## WRITTEN PROBLEM
Write out every line of this listing exactly as it appears.

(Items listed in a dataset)
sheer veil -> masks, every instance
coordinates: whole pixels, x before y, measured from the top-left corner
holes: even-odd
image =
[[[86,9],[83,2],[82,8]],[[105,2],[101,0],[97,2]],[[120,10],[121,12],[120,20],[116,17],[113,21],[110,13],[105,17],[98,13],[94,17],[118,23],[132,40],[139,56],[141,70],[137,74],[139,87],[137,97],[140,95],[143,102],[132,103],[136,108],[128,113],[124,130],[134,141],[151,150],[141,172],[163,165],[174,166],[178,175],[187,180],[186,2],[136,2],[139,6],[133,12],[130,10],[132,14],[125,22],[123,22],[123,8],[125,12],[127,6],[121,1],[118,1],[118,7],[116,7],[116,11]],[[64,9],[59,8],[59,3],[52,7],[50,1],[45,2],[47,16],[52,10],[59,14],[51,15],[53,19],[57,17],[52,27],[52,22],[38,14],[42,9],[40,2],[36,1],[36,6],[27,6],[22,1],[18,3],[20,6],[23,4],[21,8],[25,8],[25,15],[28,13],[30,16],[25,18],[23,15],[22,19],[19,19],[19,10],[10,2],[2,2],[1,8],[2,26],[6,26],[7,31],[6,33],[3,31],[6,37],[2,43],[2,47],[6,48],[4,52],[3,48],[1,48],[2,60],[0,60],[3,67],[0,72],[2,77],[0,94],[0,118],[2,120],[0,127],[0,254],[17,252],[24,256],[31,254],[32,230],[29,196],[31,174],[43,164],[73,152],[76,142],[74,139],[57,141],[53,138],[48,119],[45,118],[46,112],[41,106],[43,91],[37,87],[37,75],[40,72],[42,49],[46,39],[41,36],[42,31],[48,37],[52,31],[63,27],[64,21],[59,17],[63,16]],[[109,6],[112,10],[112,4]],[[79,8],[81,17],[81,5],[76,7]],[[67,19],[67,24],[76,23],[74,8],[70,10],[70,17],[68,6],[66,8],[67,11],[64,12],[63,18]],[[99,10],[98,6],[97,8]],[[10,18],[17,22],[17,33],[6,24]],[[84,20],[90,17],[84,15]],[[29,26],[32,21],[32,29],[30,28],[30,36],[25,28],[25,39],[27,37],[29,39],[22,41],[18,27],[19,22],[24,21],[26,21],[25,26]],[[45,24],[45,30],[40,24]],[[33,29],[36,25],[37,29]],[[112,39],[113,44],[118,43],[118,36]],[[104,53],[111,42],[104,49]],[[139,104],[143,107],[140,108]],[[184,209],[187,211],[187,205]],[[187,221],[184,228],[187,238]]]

## COMPLETE RESPONSE
sheer veil -> masks, every instance
coordinates: whole pixels, x before y, measured from the top-left corner
holes: even-odd
image =
[[[86,9],[83,2],[82,8]],[[105,2],[101,0],[97,2]],[[120,10],[121,12],[120,20],[116,17],[113,21],[110,13],[105,17],[98,13],[94,17],[118,23],[132,40],[139,56],[141,70],[137,74],[139,87],[137,97],[140,95],[143,102],[132,103],[136,108],[128,113],[124,130],[134,141],[151,150],[141,172],[163,165],[174,166],[178,175],[187,180],[186,2],[136,2],[139,6],[133,12],[130,10],[132,14],[125,22],[123,22],[123,8],[125,12],[127,6],[121,1],[118,1],[118,7],[116,7],[116,11]],[[64,9],[59,8],[59,3],[52,7],[50,1],[45,2],[47,16],[52,10],[59,14],[51,15],[53,19],[57,17],[52,27],[52,22],[38,14],[42,9],[40,2],[36,1],[36,6],[27,6],[22,1],[18,3],[20,6],[23,4],[21,8],[25,8],[25,15],[28,13],[30,16],[25,18],[23,15],[22,19],[19,19],[19,10],[10,2],[2,2],[1,8],[2,26],[6,26],[7,31],[6,33],[3,31],[6,37],[2,43],[2,47],[6,48],[4,52],[3,48],[1,48],[2,60],[0,60],[3,67],[0,72],[2,77],[0,94],[0,118],[2,120],[0,127],[0,254],[17,252],[24,256],[31,254],[32,230],[29,196],[31,174],[43,164],[73,152],[76,142],[74,139],[57,141],[53,138],[48,119],[45,118],[46,112],[41,106],[43,91],[37,87],[37,75],[40,72],[42,49],[46,39],[41,36],[42,31],[48,37],[52,31],[63,27],[64,21],[59,17],[63,16]],[[109,6],[112,10],[112,4]],[[79,8],[81,17],[81,5],[76,7]],[[67,19],[67,24],[76,23],[74,8],[70,10],[70,17],[68,6],[66,8],[67,11],[64,12],[63,18]],[[99,10],[98,6],[97,8]],[[10,18],[17,22],[17,33],[6,24]],[[84,20],[90,17],[84,15]],[[29,26],[32,21],[32,29],[30,28],[30,36],[25,28],[25,39],[27,37],[29,39],[22,41],[18,27],[19,22],[24,21],[26,21],[25,26]],[[45,24],[45,30],[40,24]],[[33,29],[36,25],[37,29]],[[112,39],[113,44],[118,43],[118,36]],[[104,53],[111,42],[104,49]],[[139,104],[143,107],[140,108]],[[184,209],[187,211],[187,205]],[[187,221],[184,228],[187,238]]]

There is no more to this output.